▸ **EXERCISE DESCRIPTION**
Extract each line of the data below that contains the word "cuff", and reproduce those lines in full.

— START INPUT MATERIAL —

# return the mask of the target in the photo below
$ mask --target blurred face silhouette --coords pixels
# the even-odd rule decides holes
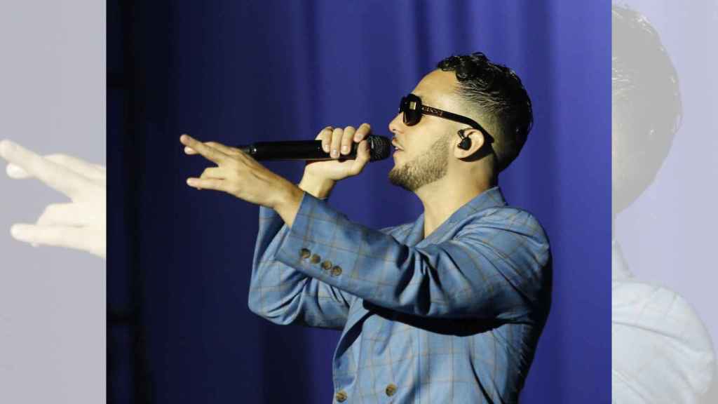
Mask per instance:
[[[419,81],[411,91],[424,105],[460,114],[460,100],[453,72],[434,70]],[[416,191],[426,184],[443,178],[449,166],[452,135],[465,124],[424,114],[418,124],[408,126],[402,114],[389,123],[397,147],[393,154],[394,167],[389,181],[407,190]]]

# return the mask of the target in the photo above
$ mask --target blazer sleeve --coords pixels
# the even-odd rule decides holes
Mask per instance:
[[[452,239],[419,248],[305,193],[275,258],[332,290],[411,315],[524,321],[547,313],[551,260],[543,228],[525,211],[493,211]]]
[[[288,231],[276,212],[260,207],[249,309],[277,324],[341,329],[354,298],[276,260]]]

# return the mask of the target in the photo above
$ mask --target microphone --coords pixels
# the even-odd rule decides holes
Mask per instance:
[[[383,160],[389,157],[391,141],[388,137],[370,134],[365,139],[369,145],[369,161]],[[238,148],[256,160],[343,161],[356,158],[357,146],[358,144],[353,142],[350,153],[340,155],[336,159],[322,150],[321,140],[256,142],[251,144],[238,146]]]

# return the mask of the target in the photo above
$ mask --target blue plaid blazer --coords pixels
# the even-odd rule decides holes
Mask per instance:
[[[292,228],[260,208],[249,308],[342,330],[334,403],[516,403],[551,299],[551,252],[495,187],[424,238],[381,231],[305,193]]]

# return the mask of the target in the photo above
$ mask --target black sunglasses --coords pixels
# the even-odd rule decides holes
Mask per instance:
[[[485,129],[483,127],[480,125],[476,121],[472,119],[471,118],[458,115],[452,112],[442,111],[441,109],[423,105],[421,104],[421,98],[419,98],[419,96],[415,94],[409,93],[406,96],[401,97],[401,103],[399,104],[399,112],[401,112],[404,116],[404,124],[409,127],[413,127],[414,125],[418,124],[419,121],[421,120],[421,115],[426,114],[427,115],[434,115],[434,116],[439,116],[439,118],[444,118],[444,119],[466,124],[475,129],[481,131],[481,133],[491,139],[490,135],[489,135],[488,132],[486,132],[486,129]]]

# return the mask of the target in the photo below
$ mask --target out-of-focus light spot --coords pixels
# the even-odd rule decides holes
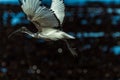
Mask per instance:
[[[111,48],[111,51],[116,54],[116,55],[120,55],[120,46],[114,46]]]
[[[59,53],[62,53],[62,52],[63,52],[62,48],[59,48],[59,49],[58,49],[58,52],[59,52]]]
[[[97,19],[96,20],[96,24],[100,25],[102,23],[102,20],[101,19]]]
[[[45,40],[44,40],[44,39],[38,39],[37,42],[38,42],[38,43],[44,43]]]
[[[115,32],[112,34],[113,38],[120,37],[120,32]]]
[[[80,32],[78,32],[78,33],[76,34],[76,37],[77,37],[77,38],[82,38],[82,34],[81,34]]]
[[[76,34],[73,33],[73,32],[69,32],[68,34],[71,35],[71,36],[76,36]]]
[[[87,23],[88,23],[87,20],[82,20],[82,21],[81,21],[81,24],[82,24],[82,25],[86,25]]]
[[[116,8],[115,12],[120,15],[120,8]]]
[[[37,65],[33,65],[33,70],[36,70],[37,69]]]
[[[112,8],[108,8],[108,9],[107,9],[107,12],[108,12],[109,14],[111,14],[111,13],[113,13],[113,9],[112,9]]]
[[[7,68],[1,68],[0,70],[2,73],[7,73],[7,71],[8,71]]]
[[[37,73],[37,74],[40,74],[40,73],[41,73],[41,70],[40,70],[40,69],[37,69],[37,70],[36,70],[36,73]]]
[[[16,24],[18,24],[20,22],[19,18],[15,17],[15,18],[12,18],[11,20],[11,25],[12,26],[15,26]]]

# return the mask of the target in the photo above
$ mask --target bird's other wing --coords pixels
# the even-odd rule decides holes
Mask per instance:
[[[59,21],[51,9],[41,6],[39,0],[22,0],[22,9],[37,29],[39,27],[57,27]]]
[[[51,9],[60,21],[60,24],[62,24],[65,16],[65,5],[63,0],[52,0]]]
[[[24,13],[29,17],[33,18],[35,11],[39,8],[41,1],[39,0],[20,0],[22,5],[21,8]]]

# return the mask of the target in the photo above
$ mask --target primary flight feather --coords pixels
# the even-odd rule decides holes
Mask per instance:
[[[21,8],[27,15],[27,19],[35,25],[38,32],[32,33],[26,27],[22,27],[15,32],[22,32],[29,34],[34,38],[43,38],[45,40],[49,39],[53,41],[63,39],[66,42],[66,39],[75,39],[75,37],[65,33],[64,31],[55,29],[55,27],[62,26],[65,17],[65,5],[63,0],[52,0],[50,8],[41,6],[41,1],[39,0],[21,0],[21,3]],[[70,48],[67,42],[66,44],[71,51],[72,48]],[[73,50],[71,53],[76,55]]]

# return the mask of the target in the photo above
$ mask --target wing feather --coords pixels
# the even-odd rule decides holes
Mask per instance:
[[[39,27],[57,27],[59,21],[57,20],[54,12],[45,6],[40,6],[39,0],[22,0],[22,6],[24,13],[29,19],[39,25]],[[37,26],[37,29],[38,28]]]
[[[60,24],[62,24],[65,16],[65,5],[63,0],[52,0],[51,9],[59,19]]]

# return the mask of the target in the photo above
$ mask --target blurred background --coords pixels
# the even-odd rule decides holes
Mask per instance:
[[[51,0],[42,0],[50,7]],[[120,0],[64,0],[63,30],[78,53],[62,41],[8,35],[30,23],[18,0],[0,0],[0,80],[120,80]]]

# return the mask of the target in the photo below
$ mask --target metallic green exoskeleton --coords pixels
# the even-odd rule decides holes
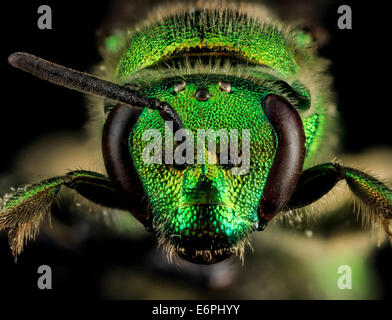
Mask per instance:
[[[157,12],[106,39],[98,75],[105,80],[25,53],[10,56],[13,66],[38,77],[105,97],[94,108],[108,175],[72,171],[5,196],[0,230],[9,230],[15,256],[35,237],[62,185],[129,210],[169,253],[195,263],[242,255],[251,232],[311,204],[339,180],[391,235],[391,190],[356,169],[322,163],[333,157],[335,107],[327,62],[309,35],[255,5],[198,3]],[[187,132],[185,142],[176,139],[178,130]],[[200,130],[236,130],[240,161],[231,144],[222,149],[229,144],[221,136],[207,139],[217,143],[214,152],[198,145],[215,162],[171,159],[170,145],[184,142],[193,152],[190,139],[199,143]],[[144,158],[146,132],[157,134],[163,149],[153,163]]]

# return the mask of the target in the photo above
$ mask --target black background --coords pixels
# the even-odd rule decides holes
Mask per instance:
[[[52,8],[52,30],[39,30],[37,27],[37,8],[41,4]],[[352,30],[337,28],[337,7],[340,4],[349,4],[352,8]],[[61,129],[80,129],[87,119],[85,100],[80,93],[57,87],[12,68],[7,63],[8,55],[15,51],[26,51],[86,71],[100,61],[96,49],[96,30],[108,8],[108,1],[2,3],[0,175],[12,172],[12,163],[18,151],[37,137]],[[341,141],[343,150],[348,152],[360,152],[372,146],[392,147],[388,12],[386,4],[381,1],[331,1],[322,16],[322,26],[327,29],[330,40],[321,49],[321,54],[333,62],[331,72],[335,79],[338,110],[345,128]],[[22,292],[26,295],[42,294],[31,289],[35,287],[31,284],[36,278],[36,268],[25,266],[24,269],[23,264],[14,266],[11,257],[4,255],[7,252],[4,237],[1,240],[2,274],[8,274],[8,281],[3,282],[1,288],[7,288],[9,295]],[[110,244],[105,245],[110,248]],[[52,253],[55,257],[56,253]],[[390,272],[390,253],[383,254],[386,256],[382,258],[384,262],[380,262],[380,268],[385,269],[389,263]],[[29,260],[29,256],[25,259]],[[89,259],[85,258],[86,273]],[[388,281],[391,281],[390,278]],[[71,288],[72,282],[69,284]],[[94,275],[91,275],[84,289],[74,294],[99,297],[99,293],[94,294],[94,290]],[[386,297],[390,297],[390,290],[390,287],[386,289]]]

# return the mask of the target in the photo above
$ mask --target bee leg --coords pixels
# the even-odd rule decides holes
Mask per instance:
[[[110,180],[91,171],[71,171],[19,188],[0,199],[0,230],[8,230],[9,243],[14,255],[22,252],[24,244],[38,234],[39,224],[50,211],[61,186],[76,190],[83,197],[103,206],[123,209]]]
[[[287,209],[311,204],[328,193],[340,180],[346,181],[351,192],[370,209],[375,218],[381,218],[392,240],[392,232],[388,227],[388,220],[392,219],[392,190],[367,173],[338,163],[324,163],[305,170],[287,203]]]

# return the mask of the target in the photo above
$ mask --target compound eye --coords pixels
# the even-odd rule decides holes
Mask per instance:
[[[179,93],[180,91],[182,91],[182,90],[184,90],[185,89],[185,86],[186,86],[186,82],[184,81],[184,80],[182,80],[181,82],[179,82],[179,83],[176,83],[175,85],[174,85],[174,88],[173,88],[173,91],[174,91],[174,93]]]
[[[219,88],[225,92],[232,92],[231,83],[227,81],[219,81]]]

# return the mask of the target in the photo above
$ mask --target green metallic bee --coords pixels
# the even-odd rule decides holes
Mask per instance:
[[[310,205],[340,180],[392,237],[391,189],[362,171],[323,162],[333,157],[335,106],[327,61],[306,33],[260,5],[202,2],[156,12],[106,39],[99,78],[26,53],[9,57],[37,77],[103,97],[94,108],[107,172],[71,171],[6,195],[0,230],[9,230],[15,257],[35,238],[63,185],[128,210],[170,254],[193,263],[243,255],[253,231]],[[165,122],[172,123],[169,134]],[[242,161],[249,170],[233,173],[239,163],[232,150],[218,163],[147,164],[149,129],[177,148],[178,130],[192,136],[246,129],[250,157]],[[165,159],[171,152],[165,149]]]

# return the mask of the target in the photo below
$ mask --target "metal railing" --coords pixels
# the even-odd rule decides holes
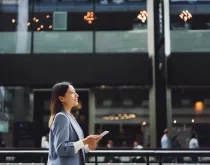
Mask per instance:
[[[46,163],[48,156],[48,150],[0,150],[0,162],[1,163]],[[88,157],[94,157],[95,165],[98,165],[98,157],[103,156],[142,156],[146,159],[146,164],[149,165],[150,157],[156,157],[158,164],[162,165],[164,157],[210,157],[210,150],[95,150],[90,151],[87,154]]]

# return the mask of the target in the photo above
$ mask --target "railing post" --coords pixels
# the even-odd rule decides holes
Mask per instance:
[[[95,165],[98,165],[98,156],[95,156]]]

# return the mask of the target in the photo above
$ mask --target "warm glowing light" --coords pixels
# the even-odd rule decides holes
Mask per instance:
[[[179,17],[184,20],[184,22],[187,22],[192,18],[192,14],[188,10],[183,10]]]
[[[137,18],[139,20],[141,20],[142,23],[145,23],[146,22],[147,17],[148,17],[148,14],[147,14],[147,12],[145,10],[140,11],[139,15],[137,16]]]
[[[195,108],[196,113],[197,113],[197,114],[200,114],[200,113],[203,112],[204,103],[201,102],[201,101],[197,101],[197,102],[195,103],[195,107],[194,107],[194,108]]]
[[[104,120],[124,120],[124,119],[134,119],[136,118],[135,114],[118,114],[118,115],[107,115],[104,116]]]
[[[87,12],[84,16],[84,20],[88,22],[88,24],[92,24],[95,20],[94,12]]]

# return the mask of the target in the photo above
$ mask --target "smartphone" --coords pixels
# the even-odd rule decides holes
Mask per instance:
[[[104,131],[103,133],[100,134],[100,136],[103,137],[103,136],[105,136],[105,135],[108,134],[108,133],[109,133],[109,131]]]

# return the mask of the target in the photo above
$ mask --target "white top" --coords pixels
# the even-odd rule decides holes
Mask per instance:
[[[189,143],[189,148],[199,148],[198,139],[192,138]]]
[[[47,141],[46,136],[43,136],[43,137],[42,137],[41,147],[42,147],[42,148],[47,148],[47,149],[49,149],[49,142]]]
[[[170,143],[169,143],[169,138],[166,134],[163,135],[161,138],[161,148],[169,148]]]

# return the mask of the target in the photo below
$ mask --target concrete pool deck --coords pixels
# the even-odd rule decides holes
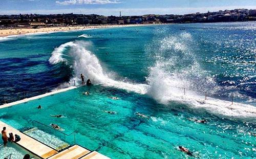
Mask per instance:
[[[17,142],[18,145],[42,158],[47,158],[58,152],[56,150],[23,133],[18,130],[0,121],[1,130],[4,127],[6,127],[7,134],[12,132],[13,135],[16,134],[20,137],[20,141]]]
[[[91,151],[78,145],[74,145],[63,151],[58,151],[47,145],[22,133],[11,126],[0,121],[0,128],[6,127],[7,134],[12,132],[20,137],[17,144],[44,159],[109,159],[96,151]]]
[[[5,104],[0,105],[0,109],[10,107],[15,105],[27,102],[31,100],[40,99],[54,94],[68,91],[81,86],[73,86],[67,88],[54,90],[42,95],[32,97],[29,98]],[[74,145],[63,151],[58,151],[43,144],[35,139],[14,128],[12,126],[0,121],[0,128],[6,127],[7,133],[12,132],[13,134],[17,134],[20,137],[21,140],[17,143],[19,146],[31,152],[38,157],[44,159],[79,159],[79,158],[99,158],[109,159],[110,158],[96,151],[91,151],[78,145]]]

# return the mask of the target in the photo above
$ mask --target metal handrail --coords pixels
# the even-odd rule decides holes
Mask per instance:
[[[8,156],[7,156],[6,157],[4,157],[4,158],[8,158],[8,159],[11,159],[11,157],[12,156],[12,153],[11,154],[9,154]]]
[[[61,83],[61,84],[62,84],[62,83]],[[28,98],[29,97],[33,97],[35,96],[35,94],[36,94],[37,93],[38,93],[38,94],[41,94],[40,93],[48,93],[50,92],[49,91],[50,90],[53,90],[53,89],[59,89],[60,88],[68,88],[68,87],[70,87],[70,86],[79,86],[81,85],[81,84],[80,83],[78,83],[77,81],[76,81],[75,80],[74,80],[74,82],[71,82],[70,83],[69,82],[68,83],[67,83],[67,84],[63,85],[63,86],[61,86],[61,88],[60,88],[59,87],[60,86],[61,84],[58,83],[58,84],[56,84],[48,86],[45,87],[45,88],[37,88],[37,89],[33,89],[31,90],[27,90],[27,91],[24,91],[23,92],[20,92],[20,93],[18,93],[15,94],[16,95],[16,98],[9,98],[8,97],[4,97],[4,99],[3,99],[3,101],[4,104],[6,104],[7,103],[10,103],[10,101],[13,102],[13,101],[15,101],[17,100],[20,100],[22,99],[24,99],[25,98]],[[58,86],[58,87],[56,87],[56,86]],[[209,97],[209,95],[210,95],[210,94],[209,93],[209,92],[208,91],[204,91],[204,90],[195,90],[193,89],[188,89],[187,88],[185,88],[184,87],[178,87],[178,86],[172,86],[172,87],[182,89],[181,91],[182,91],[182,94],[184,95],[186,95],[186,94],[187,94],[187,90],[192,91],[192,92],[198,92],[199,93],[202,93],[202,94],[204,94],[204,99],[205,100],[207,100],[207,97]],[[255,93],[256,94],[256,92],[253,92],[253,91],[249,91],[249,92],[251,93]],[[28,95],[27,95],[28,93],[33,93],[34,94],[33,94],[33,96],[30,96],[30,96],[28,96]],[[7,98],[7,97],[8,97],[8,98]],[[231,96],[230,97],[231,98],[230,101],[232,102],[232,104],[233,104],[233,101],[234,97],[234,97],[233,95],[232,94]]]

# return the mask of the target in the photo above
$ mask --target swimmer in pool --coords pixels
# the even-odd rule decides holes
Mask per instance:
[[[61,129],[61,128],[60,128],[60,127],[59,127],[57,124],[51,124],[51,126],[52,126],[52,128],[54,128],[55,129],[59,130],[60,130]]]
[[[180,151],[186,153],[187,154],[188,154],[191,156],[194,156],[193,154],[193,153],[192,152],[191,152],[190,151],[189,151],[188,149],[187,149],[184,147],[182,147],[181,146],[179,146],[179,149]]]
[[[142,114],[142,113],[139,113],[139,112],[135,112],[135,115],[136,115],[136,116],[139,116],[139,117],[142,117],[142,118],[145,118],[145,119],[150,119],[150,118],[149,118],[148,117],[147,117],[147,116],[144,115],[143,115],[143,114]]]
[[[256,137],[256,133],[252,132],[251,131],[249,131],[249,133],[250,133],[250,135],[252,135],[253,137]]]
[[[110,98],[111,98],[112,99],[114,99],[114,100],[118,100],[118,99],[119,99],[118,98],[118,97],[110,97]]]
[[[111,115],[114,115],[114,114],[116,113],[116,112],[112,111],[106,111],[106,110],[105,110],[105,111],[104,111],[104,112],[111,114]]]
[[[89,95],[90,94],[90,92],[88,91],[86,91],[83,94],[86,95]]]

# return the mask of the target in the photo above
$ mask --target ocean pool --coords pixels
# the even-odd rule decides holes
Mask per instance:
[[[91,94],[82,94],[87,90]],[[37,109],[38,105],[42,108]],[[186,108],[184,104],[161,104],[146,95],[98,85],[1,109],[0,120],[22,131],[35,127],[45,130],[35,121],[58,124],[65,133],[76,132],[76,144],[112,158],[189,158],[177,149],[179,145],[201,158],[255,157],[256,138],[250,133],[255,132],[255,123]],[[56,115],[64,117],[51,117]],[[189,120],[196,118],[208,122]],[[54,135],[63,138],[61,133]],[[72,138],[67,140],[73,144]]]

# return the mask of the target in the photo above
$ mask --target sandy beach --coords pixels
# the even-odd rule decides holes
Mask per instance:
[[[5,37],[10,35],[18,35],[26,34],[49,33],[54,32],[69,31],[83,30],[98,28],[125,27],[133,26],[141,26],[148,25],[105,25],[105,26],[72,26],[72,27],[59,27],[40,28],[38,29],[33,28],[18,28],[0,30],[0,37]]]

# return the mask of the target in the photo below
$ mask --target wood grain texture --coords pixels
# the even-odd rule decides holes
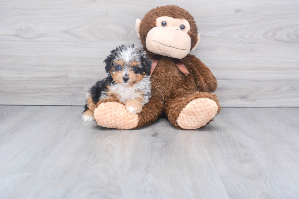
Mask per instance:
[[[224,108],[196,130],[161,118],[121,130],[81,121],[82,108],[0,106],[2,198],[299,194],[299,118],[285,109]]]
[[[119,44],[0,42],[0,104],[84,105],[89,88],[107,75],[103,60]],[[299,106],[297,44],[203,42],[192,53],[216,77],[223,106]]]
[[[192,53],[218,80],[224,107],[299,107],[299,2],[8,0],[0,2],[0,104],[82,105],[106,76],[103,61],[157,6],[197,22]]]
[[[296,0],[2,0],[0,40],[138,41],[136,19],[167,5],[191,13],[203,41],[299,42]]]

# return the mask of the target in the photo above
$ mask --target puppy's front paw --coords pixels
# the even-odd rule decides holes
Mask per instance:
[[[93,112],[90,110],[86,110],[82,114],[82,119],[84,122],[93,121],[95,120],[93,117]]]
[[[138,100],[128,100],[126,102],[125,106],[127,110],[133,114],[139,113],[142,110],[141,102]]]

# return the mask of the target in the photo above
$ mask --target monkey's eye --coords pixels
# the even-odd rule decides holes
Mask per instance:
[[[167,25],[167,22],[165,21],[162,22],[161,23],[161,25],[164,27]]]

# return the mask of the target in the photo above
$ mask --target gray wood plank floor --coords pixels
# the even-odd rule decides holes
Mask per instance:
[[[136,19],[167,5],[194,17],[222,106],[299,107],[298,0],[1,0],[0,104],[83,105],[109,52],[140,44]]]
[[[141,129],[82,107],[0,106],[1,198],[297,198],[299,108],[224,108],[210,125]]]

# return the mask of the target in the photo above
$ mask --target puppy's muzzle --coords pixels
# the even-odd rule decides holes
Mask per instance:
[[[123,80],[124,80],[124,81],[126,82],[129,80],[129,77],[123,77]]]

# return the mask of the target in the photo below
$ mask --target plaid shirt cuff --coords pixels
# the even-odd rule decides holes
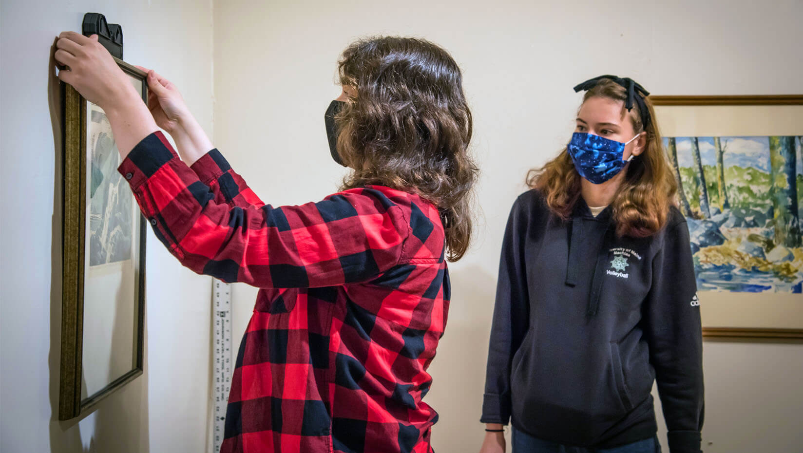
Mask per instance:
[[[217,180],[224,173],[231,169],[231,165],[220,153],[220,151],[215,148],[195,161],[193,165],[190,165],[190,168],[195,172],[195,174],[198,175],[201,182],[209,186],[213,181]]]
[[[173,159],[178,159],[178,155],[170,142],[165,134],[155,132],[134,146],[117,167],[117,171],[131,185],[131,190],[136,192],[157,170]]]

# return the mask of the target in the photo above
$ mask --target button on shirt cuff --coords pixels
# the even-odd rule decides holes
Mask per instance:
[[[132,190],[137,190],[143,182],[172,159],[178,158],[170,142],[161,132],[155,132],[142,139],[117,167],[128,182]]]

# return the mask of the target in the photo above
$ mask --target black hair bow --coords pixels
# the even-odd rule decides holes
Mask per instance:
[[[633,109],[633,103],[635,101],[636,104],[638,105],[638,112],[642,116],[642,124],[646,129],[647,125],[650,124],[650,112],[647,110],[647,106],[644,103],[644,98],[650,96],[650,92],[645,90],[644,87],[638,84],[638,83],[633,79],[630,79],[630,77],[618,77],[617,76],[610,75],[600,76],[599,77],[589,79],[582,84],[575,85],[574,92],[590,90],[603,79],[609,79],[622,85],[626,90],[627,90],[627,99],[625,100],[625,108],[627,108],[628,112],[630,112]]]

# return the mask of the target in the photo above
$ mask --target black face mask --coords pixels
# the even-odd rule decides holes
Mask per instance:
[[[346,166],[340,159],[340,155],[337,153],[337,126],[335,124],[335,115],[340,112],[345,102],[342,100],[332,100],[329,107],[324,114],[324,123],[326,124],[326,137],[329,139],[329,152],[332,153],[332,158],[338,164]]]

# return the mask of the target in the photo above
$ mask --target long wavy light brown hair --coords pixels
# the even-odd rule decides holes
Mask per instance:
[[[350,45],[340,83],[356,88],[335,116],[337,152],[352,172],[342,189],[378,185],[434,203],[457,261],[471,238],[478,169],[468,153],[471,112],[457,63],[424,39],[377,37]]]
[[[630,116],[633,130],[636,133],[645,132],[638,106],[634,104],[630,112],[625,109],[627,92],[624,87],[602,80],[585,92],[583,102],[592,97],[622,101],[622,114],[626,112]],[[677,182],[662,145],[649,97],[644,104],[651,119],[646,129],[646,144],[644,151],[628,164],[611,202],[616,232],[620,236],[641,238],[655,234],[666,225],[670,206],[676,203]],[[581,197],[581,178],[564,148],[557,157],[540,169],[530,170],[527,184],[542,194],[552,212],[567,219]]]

— END INPUT MATERIAL —

▸ **FINISHED EXERCISE**
$ mask --target plaid shirt cuff --coords pixels
$ mask --target button on shirt cuff --coords pixels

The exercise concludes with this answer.